*EXTRACTED ENTRIES*:

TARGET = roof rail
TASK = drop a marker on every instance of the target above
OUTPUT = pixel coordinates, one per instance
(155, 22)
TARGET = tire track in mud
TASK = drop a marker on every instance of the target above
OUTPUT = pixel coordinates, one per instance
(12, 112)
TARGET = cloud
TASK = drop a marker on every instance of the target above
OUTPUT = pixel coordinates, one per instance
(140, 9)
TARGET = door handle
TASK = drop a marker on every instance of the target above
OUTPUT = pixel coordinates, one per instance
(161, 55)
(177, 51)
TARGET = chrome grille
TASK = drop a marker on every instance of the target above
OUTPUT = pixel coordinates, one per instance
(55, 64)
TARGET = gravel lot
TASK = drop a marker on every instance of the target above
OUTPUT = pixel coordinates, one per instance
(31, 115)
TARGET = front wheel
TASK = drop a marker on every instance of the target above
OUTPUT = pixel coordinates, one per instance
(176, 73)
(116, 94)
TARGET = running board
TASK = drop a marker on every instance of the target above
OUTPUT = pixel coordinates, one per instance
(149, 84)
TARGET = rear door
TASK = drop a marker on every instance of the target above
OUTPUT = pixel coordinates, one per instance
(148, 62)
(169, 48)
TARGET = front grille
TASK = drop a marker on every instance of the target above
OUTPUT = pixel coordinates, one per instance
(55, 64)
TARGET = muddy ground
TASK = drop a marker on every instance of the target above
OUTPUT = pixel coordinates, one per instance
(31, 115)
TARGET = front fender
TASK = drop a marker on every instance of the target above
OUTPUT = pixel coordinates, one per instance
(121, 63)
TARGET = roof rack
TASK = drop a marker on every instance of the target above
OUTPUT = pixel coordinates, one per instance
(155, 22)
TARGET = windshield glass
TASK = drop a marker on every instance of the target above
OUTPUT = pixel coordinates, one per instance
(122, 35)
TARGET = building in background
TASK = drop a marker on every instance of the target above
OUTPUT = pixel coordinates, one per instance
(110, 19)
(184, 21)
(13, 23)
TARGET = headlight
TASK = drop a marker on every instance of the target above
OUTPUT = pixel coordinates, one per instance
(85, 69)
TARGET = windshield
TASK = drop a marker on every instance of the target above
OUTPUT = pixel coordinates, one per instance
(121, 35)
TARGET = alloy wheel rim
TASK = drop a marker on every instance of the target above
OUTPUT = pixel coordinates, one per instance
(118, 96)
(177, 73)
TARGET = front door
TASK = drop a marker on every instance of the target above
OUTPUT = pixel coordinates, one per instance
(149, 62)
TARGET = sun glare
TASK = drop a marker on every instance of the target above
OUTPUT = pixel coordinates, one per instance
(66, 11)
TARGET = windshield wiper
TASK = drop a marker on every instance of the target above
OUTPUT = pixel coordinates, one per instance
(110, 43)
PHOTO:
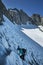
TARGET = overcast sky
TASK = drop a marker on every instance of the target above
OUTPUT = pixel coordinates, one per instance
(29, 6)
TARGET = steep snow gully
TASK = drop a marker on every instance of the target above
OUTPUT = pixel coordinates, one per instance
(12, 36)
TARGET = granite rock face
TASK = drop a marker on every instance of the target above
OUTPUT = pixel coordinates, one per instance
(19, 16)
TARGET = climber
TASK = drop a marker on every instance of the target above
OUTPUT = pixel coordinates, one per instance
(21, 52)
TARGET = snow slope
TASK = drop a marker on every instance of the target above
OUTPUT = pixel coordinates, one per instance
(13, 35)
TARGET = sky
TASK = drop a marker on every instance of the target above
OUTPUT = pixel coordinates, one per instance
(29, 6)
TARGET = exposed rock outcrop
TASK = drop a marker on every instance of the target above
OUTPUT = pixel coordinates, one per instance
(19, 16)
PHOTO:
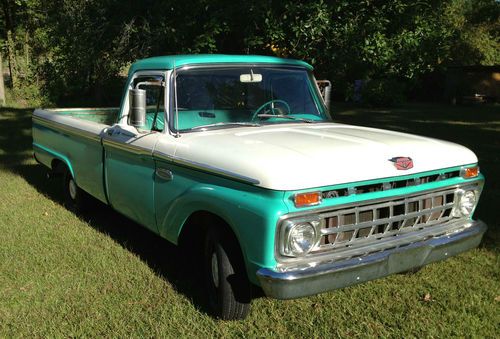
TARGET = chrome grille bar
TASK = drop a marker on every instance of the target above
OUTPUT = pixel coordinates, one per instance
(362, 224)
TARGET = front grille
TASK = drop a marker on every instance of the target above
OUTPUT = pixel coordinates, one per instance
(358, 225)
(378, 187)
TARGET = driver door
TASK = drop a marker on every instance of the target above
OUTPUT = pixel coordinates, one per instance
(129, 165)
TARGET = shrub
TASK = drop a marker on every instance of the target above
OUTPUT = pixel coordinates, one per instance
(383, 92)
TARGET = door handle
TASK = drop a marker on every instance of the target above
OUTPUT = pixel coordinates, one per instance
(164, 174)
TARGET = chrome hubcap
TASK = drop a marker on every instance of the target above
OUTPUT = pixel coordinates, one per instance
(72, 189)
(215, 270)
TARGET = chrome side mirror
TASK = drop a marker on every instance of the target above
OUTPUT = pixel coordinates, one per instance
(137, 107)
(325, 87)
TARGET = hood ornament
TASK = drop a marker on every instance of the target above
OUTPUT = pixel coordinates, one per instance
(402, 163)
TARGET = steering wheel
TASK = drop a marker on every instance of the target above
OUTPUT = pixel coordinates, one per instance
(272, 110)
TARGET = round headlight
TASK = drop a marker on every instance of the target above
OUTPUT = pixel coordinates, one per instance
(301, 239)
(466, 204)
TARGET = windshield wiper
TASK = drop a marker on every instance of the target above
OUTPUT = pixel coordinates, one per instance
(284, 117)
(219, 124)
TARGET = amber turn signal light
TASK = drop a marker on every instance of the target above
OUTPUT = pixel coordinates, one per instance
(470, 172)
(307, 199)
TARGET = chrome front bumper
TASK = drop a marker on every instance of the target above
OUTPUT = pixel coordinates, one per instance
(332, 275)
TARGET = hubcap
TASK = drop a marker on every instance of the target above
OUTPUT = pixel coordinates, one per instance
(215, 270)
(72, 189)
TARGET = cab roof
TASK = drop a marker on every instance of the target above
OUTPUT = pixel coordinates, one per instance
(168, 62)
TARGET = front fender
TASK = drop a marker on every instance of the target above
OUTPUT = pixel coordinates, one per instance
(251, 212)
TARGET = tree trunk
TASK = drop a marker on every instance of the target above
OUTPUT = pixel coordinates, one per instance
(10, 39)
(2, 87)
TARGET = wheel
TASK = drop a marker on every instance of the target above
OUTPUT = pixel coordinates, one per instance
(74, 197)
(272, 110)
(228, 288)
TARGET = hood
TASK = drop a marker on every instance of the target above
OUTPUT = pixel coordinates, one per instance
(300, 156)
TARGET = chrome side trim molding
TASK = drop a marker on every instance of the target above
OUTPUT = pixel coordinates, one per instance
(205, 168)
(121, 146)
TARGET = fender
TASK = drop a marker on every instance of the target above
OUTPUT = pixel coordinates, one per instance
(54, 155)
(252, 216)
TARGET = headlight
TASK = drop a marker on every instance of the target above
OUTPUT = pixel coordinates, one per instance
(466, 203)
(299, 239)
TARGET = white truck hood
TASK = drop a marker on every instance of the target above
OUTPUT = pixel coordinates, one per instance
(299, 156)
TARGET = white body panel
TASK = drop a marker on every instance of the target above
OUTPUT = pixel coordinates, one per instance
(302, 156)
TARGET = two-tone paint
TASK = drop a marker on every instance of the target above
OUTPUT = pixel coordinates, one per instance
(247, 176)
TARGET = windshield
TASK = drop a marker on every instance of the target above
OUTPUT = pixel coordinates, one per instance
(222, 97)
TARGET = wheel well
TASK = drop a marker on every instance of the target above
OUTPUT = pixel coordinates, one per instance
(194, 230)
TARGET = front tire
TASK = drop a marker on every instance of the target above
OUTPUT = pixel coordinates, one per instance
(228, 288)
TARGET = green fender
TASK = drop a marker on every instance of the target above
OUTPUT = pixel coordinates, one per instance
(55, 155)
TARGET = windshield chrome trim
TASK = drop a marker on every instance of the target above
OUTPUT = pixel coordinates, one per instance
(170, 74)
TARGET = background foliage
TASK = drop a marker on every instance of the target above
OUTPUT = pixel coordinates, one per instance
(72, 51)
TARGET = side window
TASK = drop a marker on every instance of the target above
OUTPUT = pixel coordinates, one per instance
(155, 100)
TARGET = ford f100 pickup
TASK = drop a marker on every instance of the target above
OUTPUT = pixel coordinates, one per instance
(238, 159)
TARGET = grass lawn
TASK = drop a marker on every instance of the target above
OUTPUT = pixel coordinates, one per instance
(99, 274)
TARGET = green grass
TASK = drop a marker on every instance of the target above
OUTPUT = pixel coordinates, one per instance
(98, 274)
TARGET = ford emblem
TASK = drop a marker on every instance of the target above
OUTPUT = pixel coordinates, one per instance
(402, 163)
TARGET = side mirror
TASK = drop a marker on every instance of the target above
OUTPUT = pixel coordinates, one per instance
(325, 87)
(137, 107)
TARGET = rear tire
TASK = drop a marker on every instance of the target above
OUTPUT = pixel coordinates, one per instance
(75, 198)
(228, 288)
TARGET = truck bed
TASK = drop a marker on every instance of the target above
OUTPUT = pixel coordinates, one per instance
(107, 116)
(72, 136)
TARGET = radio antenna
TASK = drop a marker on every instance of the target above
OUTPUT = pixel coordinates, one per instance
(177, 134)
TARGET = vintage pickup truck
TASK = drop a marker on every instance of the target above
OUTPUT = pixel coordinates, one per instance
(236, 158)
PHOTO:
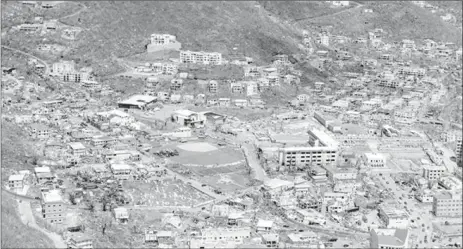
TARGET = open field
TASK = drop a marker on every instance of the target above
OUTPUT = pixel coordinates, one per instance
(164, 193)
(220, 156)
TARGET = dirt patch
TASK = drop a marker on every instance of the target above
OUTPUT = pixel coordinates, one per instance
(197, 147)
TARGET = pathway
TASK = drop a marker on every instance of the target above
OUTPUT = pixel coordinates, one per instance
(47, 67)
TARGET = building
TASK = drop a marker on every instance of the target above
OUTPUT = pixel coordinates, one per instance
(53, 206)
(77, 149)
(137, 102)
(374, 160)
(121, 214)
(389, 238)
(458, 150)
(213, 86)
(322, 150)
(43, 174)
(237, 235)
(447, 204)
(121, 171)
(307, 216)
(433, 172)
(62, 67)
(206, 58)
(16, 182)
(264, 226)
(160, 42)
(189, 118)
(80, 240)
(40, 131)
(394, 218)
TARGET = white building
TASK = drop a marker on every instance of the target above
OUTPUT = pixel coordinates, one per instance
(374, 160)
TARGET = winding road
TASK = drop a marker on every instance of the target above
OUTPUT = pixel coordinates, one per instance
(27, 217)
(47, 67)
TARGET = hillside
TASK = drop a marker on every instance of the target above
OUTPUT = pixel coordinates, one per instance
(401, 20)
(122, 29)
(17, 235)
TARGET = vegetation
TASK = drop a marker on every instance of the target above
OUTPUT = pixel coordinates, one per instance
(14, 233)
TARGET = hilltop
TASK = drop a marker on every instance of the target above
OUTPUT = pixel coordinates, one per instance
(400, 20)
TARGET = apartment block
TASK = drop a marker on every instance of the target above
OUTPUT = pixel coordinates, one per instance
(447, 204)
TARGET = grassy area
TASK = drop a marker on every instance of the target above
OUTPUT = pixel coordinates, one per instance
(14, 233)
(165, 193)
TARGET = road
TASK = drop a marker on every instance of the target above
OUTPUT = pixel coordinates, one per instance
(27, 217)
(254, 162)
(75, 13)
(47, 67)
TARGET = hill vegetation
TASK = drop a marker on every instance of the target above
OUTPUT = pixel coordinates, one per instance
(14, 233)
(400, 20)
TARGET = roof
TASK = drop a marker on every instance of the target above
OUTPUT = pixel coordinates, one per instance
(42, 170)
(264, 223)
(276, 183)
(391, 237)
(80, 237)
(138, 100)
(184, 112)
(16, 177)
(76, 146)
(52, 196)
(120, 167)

*REQUIRED WORK*:
Only the lines from the one containing "TARGET = white building" to the end of the data should be printed, exactly as they stand.

*WRITTEN REPLY*:
TARGET = white building
TASK = drop a marker on every instance of the target above
OUTPUT = pixel coordinates, one per instance
(374, 160)
TARGET = winding road
TASK = drop a marker on every instance of the target above
OUTPUT = pixel coordinates, one per instance
(27, 217)
(47, 67)
TARGET = hillside
TASK = drop a marker on every instance of the target above
OUTPUT = pixel coordinates, one per instance
(401, 20)
(122, 29)
(17, 235)
TARGET = vegetation
TASK = drop a marker on every instance of the target above
OUTPUT = pixel coordinates, one per instance
(14, 233)
TARGET = hilltop
TASK = drop a marker on every instance of the target above
OUTPUT = pixel coordinates, one per instance
(400, 20)
TARGET = apartment block
TASK = drop a marker on every instance of the target above
OUTPUT = pixel coordinates, one per instance
(447, 204)
TARGET = grassy area
TASK = drop a marker on every instance of the target above
OUTPUT = pixel coordinates, one per instance
(14, 233)
(165, 193)
TARGET = road
TASK = drop a marker on every instance of the target above
OUTPUT = pixel coordinates, one per instance
(27, 217)
(254, 162)
(75, 13)
(47, 67)
TARGET = hill vegetation
TASK = drop a marker on every instance of the target above
OUTPUT = pixel coordinates, one per instance
(14, 233)
(400, 20)
TARGET = roof
TASK = drop a marker on every instance of the target above
OUTPUT = pixel coordinates, one per instance
(42, 170)
(264, 223)
(276, 183)
(391, 237)
(80, 237)
(138, 100)
(184, 112)
(16, 177)
(76, 146)
(52, 196)
(120, 167)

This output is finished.